Start of Source text

Thursday, April 27, 2006

 

Revised Letter to CEO - E*Trade

Dear: Mitchell H. Caplan, CEO - E*Trade

As the world transitions from an industrialized based economy to a networked one, how is E*Trade position to compete? Consumers are beginning to demand customized experiences that meet their specific financial needs and there is massive consolidation in financial services industry and in discount brokerage, in particular. With your firm’s failed attempt to purchase Ameritrade the stakes of the game have increased.

According to TDAmeritrade’s CEO, Joe Moglia, in a recent interview the number of online brokerage firms has gone from over 200 to 80 and the number of true players in the industry had been reduced to around five. Will your management team be able to hear and properly read the weak signals that consumers are broadcasting and if so will you be able to successfully react to the changing demands of customers to have unlimited access to financial information and their accounts? Are you listening? Will E*Trade be one of the last one’s standing or will it be pushed aside or swallowed up by a multinational financial services conglomerate?

I understand, from yesterday’s press release, that E*Trade produced record profits and earnings in the first quarter of 2006, but the competition is not standing still and in the networked economy it does not take long before the industry has shifted and tipped in another direction. This is why I think my message is so important for you to hear.

In fact your rival TD Ameritrade announced yesterday its Independent Spirit program where the company has promised to provide customized financial solutions for its clients through:

-Comprehensive products and support that allow clients to easily change investments as needed
-Straightforward pricing so clients know what they can expect to pay every time
-Independent research, products and support that allow clients to make decisions in their best interest.

TD Ameritrade is also partnering with Palm to distribute its Palm Treo 650 Smartphone to its customers who open a new account. (See add http://www.ameritrade.com/offer/flat/spotseize_flash.html?start_content=offer&a=omo )

End of Source text

▸ Required work:
[1] Answer from the letter to E*Trade's CEO:
(a) According to Joe Moglia, to what number has the count of online brokerage firms fallen?
(b) Which firm did E*Trade fail in an attempt to purchase?
(c) With which company is TD Ameritrade partnering to distribute a smartphone to new account holders?
[2] Transcribe the letter to E*Trade's CEO word for word, everything from "I understand, from" down to "you to hear.".
The lines that come after this point are separate material from the letter.

Start of Information supplied

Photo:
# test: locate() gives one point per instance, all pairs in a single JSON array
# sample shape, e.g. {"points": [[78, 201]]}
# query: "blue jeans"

End of Information supplied

▸ Task solutions:
[1]
(a) 80
(b) Ameritrade
(c) Palm

[2]
I understand, from yesterday’s press release, that E*Trade produced record profits and earnings in the first quarter of 2006, but the competition is not standing still and in the networked economy it does not take long before the industry has shifted and tipped in another direction. This is why I think my message is so important for you to hear.